_Exercise description_
Search the data below for the line containing "Target: shadow on water", then please set down that line and all remaining ones exactly as written.

[Dataset entries]
=== Section Start ===

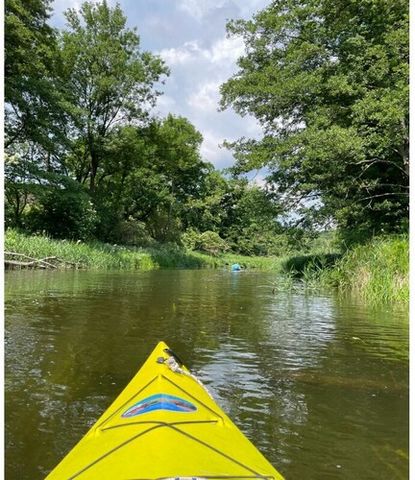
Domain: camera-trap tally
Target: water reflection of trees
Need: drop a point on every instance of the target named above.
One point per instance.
(287, 368)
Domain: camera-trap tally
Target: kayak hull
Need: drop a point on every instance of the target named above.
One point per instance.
(163, 425)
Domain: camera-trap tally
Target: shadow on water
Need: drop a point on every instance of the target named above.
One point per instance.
(319, 385)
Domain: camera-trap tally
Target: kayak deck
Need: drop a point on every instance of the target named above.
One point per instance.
(164, 425)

=== Section End ===

_Answer to this problem_
Target: shadow on water
Need: drop a point on every instance of the target named above.
One point per instance.
(319, 385)
Domain: camera-trap tally
Target: kayak deck
Need: drop a point on every instance of the target named above.
One point per instance.
(164, 425)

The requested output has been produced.